## TESTO DELLA CONSEGNA
Riporta tali e quali tutte le righe, da quella che contiene "leg and report the position of each." fino in fondo, estremi compresi.

Righe di indicazione di oggetti nominati:
◇ ◇ ◇ ◇ ◇

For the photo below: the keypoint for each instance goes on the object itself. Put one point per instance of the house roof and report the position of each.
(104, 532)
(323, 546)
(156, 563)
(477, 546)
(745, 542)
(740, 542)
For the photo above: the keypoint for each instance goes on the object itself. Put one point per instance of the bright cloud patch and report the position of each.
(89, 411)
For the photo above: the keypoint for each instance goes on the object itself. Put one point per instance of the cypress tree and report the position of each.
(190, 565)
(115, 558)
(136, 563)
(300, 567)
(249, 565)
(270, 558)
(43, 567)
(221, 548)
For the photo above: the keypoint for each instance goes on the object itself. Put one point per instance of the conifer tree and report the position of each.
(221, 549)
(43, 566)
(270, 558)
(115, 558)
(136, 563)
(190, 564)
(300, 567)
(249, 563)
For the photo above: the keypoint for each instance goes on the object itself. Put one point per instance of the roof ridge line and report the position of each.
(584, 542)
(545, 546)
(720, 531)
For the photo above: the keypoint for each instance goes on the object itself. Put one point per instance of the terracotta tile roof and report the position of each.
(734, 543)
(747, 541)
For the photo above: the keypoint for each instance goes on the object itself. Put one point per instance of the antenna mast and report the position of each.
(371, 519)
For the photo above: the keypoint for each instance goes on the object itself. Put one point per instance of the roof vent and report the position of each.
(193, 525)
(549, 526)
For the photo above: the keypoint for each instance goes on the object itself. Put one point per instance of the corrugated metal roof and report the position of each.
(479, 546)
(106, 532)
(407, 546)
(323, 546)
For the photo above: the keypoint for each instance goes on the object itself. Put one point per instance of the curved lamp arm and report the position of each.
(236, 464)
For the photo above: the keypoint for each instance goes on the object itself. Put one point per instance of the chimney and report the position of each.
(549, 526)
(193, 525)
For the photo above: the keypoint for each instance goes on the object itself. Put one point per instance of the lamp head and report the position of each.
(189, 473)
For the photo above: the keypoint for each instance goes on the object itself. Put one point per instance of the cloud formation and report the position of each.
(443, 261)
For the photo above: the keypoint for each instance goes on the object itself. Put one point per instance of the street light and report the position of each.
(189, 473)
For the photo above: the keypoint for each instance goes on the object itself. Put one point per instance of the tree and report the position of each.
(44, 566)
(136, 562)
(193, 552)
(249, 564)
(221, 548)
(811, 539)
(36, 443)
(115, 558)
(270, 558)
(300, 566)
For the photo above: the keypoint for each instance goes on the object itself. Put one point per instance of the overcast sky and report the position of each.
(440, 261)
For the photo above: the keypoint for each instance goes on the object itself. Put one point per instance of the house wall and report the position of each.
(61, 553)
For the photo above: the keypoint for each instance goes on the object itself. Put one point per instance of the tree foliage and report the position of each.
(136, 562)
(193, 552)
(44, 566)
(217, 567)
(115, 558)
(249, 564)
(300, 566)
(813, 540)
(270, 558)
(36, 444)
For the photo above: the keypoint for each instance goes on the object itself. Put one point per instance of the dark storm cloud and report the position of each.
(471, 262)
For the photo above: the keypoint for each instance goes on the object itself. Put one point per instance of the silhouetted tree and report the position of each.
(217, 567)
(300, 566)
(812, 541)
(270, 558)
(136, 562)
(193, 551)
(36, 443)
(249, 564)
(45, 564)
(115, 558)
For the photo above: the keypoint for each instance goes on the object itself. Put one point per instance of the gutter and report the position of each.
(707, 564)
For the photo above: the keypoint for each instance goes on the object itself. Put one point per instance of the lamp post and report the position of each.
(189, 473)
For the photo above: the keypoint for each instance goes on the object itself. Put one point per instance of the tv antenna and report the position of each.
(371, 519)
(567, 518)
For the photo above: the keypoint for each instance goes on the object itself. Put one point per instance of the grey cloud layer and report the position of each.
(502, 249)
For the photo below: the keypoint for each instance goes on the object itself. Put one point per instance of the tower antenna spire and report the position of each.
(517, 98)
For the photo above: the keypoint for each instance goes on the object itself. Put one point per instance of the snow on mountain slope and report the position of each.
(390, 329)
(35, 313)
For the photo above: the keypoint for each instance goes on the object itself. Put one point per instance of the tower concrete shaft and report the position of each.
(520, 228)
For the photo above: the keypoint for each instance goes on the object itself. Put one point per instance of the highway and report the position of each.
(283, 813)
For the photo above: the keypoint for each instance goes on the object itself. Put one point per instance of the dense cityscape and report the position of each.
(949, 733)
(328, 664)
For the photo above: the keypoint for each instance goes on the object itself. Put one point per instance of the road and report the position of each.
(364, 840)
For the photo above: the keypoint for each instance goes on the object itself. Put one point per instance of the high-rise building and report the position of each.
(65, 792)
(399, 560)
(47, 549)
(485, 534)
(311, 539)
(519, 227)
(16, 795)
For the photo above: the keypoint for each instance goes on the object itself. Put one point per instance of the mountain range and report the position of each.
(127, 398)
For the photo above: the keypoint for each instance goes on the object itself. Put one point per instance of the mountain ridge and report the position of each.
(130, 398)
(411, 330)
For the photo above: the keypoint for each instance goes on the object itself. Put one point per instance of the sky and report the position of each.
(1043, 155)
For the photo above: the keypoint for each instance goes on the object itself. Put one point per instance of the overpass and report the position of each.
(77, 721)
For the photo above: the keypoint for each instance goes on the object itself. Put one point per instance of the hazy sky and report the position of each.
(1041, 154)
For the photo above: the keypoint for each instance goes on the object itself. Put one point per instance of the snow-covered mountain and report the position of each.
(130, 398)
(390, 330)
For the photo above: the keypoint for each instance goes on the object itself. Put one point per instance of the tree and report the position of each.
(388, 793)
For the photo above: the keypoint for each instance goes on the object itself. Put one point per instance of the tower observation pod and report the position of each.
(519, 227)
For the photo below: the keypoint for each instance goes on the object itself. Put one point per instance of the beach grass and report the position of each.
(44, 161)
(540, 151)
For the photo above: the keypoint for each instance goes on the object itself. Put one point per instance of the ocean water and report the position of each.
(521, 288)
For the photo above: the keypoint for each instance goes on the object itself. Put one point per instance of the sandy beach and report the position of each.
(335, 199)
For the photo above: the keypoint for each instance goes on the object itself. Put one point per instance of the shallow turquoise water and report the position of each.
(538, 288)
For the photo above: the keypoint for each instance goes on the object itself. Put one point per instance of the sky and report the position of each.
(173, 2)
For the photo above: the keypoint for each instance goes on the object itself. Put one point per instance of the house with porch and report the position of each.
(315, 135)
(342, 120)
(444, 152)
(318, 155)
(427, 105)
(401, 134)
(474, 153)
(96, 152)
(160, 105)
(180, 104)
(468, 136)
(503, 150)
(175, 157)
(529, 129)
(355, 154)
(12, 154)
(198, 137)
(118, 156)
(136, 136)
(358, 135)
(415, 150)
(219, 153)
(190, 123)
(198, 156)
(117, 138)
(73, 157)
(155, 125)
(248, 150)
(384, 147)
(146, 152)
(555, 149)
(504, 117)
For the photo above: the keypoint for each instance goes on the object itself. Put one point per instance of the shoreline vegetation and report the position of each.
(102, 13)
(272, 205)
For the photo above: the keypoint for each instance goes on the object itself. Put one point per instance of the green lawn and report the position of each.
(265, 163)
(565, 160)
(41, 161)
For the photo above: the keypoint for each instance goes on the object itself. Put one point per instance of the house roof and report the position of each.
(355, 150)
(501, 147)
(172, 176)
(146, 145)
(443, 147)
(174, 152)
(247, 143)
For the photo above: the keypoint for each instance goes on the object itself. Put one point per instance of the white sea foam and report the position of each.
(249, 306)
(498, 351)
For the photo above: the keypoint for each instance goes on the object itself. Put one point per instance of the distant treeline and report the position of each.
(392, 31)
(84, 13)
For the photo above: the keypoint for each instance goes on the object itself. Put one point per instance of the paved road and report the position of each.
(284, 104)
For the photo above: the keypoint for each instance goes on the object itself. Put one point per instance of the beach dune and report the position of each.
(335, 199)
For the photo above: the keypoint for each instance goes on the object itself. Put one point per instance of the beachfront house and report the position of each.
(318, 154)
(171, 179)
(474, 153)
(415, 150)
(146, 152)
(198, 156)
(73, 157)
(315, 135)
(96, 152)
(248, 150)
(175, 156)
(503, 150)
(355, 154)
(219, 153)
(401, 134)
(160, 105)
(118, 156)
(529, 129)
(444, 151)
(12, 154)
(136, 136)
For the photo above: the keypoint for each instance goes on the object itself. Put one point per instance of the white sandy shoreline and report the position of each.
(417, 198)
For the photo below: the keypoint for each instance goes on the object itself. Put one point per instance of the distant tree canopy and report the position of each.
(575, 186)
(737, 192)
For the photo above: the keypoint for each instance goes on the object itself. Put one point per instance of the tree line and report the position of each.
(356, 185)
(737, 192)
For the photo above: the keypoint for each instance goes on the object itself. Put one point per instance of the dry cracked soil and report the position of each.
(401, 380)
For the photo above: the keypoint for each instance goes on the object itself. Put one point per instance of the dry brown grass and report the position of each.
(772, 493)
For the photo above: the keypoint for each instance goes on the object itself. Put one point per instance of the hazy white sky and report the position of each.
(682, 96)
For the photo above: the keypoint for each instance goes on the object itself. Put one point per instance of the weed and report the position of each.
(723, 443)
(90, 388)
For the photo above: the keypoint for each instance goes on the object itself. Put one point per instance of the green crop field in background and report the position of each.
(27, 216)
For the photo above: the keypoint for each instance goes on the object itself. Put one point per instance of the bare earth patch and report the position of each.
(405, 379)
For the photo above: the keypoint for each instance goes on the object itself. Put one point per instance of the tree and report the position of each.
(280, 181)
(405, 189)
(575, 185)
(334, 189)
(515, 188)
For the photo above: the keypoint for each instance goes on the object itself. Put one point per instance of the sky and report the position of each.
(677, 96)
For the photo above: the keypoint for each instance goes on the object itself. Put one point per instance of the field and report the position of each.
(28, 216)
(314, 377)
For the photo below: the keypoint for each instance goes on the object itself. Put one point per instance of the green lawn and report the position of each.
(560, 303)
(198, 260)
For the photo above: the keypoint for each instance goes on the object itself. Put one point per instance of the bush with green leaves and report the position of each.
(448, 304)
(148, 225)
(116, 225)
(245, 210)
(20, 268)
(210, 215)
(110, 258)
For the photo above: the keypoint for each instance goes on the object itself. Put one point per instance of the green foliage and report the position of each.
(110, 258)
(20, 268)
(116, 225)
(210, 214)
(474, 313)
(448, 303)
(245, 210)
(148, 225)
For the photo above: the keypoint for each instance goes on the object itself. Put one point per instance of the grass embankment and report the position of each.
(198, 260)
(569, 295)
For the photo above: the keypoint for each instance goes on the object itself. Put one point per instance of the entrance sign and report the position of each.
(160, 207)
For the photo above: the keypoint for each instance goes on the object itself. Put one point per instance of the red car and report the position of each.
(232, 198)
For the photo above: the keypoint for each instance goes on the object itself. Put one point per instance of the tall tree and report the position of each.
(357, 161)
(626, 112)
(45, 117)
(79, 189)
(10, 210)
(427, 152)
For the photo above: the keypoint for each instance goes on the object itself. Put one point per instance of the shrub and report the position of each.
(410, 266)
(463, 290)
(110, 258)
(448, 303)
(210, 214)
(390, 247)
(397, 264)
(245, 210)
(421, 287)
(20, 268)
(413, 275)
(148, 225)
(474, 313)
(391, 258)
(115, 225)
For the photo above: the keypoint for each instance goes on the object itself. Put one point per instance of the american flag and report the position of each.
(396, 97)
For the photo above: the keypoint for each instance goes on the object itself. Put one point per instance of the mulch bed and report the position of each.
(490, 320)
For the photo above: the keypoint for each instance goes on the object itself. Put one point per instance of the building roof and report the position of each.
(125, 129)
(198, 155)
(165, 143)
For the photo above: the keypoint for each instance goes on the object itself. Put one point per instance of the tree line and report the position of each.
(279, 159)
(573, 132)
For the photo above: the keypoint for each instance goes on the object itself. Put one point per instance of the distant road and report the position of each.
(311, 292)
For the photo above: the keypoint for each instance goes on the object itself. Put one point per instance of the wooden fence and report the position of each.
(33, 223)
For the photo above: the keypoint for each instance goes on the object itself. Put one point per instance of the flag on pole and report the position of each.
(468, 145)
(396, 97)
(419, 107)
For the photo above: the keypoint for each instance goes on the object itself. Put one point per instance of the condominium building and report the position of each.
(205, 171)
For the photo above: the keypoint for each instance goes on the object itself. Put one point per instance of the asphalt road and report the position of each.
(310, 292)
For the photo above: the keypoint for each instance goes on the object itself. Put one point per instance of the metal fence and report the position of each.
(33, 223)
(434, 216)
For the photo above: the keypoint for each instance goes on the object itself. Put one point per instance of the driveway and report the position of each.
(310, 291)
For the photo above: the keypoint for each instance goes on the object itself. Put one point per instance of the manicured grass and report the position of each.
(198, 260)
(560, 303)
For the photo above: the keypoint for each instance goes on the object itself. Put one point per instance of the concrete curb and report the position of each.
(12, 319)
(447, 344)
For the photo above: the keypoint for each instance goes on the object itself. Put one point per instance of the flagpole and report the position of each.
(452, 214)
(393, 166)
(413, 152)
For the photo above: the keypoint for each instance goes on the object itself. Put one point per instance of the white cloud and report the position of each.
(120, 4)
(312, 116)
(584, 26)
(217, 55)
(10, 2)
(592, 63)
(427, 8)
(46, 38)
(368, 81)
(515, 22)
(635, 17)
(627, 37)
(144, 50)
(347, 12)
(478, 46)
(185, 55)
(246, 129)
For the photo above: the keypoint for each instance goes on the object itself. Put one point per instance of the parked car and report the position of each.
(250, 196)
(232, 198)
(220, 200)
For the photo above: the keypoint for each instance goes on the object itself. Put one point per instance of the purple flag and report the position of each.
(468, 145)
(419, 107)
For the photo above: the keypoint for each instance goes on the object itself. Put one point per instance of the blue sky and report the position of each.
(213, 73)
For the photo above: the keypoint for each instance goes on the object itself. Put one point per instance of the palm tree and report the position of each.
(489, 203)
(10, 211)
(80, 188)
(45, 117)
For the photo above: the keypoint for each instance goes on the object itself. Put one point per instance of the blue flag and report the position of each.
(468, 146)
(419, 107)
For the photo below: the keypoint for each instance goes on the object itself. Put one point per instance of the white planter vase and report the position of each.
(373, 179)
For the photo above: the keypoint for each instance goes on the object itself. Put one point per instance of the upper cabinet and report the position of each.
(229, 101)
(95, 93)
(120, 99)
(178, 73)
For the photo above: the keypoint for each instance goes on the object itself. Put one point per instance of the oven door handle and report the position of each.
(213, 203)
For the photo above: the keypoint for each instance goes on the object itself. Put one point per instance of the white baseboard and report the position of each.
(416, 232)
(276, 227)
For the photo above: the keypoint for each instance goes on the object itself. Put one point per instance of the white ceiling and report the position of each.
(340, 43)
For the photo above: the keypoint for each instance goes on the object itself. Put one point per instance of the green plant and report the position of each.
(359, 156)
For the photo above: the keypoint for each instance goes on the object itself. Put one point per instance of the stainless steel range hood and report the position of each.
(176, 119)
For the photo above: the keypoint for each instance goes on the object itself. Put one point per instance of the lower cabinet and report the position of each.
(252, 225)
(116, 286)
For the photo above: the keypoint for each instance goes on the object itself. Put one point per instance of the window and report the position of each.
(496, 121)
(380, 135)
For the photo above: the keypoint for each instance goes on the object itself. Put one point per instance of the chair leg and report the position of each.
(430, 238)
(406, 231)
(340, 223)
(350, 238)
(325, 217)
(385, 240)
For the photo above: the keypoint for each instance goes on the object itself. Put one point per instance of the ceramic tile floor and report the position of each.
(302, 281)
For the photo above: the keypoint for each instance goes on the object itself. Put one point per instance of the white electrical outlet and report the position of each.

◇ ◇ ◇ ◇ ◇

## SOLUZIONE
For the photo above: the keypoint for each instance goes on the object itself. Put one point per instance of the chair leg and report the position of each.
(430, 238)
(406, 231)
(340, 223)
(350, 238)
(325, 217)
(385, 240)
For the photo above: the keypoint for each instance goes on the object itself. Put one point per instance of the ceramic tile floor and report the position of each.
(302, 281)
For the photo above: the keypoint for each instance goes on the object itself. Put one point per instance of the white electrical outlet and report the position of each.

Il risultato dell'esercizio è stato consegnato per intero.